Work to do:
Show each line of the listing below that contains the word "glass".

The input:
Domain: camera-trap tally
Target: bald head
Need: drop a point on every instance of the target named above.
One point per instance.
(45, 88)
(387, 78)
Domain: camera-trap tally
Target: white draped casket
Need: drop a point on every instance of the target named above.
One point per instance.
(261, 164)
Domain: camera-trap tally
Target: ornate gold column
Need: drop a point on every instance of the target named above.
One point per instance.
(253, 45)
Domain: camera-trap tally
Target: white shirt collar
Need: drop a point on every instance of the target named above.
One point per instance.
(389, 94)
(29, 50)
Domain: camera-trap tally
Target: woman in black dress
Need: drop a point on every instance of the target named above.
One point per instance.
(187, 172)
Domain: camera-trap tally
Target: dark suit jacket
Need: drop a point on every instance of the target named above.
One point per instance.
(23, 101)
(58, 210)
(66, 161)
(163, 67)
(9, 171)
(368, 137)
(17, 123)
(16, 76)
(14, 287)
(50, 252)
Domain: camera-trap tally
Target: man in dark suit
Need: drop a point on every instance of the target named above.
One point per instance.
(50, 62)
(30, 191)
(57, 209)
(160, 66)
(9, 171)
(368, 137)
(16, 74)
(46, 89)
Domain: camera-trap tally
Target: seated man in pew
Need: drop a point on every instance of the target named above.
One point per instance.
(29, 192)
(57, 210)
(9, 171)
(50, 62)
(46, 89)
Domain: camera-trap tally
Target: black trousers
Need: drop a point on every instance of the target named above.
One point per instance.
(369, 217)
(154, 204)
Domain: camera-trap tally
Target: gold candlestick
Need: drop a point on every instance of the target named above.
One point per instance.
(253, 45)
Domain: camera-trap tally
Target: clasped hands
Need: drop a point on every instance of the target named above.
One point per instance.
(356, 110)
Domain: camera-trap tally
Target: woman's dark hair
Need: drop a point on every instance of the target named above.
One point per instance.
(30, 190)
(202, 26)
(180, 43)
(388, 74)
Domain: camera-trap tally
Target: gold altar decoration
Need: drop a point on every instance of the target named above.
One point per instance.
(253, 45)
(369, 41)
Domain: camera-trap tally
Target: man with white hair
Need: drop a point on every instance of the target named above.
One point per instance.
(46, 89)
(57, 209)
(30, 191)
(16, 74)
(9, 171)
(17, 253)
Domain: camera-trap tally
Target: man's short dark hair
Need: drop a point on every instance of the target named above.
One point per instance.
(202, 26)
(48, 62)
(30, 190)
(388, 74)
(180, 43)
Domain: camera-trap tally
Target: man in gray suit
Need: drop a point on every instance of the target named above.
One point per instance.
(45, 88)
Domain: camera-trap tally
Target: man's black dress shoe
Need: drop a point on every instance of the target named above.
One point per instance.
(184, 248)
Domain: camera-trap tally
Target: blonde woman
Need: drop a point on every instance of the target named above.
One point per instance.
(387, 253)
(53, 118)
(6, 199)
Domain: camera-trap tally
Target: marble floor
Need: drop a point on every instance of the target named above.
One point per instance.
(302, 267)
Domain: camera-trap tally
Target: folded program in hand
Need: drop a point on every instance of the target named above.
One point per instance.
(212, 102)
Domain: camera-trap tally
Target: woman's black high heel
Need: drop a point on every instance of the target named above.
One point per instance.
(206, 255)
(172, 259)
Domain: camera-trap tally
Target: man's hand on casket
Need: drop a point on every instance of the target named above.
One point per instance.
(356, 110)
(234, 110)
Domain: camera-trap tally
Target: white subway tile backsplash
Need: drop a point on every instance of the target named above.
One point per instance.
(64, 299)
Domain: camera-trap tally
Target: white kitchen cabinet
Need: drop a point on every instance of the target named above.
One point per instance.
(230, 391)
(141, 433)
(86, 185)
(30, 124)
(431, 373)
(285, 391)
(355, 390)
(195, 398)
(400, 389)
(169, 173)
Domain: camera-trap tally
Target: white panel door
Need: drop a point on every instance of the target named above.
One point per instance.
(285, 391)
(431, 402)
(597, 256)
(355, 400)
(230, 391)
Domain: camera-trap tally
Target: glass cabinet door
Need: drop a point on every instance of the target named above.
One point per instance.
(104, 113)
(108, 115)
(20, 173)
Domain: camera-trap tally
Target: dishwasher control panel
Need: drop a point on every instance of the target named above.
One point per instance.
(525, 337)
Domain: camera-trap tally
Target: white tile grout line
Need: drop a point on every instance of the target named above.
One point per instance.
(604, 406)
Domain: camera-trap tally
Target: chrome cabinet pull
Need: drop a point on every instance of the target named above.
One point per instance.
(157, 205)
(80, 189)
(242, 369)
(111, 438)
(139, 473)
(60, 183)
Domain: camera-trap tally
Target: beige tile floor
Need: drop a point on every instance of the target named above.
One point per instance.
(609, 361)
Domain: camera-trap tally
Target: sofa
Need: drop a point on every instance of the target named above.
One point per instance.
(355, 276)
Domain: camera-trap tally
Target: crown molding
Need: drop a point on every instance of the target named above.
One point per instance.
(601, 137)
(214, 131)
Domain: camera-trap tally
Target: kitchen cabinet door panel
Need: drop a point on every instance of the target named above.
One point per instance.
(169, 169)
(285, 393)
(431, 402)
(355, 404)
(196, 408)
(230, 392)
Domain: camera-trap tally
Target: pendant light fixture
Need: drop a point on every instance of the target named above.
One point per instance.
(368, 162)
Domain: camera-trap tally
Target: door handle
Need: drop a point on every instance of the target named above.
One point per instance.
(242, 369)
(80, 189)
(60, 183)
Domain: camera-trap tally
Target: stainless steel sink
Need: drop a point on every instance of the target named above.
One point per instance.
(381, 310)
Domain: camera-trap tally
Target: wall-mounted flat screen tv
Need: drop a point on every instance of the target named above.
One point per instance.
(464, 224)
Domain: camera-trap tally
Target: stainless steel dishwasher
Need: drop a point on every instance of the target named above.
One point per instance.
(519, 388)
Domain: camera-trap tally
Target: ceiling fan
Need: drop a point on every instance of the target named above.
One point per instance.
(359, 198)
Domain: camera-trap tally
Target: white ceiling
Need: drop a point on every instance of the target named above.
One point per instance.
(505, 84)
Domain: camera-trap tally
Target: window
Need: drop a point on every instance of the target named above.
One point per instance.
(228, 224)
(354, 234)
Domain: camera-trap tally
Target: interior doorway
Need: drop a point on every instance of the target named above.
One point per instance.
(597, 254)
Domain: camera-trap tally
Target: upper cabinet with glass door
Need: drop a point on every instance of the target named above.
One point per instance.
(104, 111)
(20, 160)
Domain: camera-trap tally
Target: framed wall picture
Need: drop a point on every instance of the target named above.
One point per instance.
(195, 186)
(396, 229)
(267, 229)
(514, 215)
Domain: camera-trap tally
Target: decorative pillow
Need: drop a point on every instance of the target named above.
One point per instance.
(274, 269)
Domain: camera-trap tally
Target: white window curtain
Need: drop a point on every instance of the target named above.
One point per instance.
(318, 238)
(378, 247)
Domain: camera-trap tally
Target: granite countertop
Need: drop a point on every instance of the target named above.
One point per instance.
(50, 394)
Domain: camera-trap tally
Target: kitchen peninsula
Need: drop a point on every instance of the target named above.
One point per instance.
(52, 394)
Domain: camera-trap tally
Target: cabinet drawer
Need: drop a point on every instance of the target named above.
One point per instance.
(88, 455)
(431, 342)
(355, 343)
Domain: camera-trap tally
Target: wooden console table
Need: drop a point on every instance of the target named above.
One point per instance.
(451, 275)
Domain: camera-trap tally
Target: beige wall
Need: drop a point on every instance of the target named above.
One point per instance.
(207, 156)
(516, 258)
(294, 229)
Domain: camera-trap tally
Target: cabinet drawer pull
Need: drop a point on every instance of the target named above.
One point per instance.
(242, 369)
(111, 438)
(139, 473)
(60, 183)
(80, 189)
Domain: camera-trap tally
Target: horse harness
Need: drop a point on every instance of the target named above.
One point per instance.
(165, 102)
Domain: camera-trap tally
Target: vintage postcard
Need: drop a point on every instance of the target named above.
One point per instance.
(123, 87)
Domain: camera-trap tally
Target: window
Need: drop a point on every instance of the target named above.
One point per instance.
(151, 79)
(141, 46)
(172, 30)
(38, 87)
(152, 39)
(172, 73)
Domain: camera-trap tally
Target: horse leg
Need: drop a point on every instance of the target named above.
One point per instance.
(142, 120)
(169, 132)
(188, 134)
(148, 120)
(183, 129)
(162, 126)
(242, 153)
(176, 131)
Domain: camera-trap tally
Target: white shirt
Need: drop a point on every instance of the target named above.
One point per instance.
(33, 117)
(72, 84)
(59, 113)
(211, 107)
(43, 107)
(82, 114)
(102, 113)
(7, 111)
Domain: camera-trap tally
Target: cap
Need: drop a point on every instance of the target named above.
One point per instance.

Full output:
Target: glass cabinet door
Target: upper cabinet with glass door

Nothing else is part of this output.